**Exercise description**
In the records below, render every line from the line with "# point at: animal" to the line with "# point at: dirt", both included, as a JSON list of strings, one string per line, with blank lines and pictures left out.

===== Records for the task =====

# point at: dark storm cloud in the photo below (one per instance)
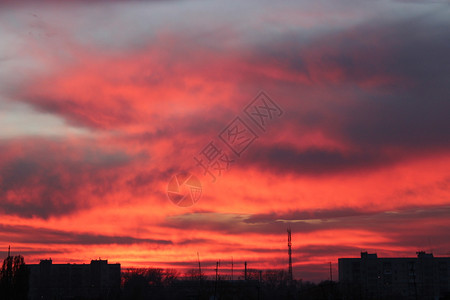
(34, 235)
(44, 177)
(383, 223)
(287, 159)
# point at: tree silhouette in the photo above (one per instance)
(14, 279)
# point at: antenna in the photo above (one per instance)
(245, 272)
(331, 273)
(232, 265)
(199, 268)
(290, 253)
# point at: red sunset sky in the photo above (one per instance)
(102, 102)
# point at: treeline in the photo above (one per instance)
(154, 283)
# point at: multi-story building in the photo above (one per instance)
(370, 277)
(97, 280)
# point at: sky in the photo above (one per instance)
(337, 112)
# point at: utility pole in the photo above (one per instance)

=====
===== Records for the task =====

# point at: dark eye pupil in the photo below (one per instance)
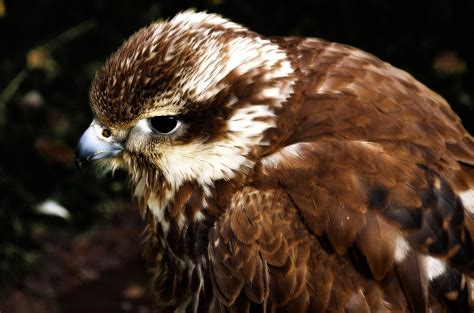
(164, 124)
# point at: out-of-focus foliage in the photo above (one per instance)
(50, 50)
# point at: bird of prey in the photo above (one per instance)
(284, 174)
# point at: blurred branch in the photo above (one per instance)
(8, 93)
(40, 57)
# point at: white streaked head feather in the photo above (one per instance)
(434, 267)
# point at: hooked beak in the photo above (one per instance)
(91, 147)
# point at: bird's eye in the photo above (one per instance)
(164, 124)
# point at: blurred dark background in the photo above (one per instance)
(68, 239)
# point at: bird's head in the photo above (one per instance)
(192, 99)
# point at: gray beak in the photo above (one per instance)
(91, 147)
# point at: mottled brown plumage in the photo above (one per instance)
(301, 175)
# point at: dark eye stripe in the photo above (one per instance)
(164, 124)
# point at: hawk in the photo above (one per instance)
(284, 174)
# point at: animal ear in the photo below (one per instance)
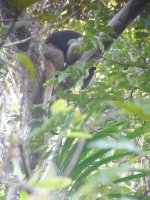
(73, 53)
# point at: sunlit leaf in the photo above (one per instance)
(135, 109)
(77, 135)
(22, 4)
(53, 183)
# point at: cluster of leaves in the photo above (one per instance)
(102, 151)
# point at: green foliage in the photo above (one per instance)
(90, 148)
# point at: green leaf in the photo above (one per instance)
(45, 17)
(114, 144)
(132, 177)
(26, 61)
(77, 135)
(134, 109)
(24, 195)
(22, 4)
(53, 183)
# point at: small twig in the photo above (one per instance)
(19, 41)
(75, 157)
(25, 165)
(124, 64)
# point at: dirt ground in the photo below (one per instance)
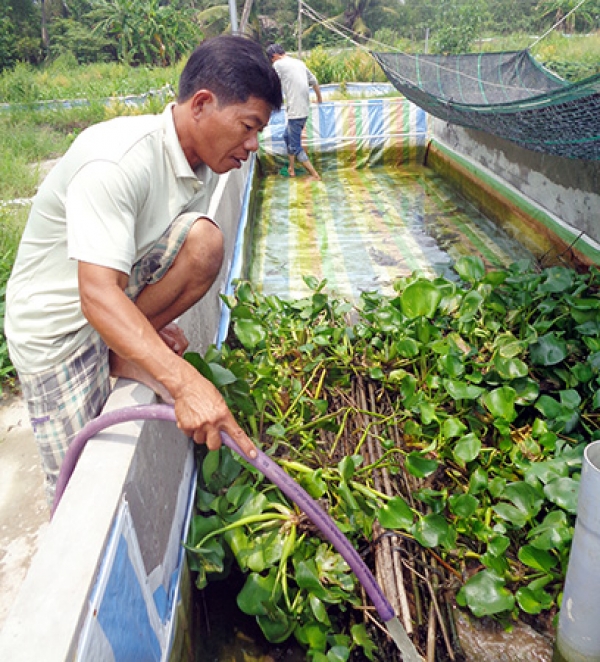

=====
===== Records for the task =====

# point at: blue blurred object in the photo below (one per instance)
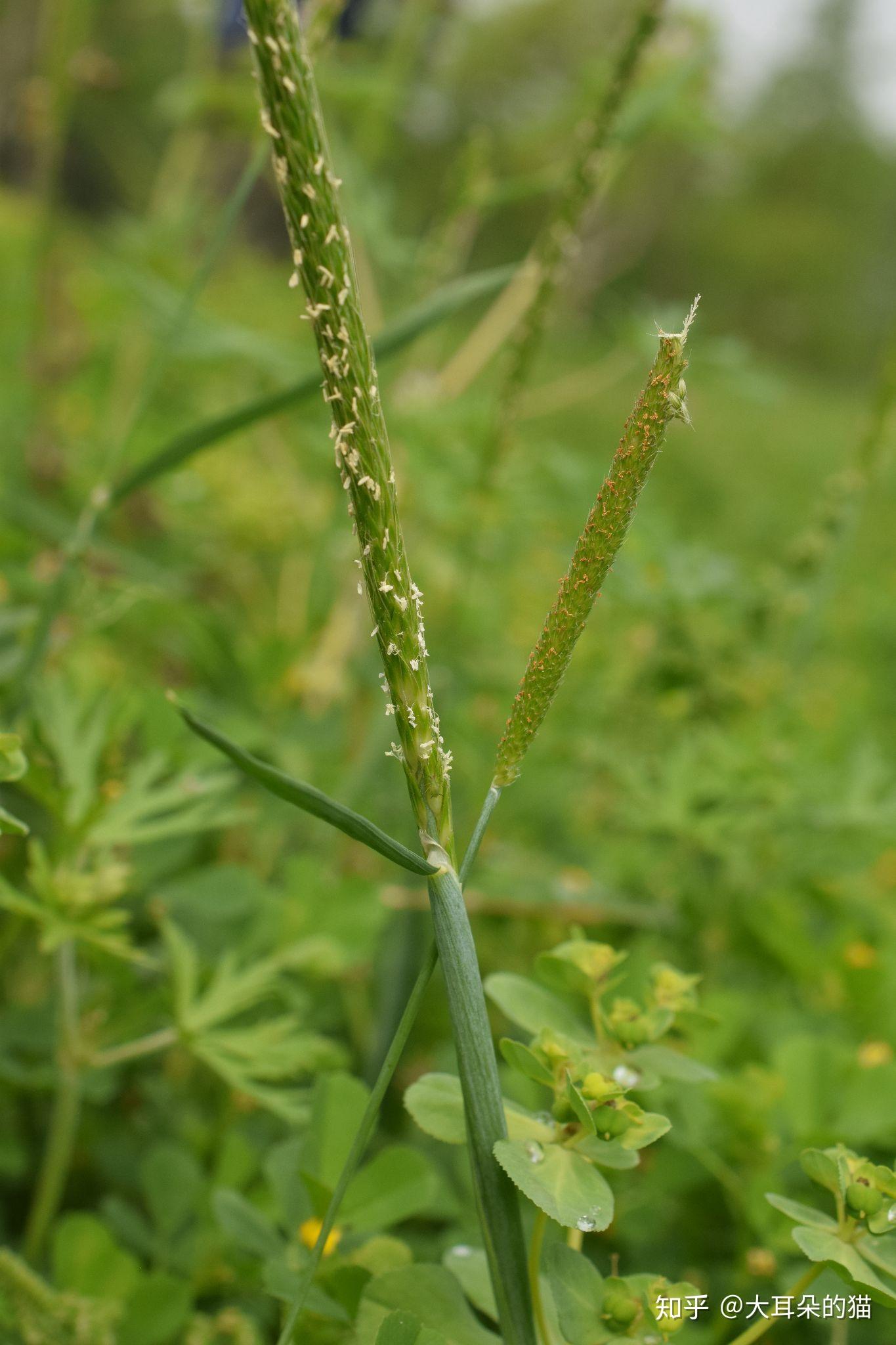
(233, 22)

=====

**Answer to this exercise**
[
  "# point at: animal ear in the photo below (one per instance)",
  "(73, 53)",
  "# point at: sunlit leaf in the photo above (one per instance)",
  "(135, 109)",
  "(77, 135)",
  "(22, 4)",
  "(53, 183)",
  "# point at: cluster of leaves in the photo above (one per instance)",
  "(102, 151)",
  "# point at: green foliage in the photo above (one per instance)",
  "(90, 148)",
  "# point at: green leaf in the photo above (one per instance)",
  "(45, 17)",
  "(114, 144)",
  "(132, 177)",
  "(26, 61)",
  "(77, 135)",
  "(134, 109)",
  "(24, 195)",
  "(22, 4)",
  "(53, 183)",
  "# point at: small twig in the photo above (one per instance)",
  "(19, 41)",
  "(75, 157)",
  "(25, 165)",
  "(124, 64)",
  "# point at: dirt ground in the photo below (one per instance)"
]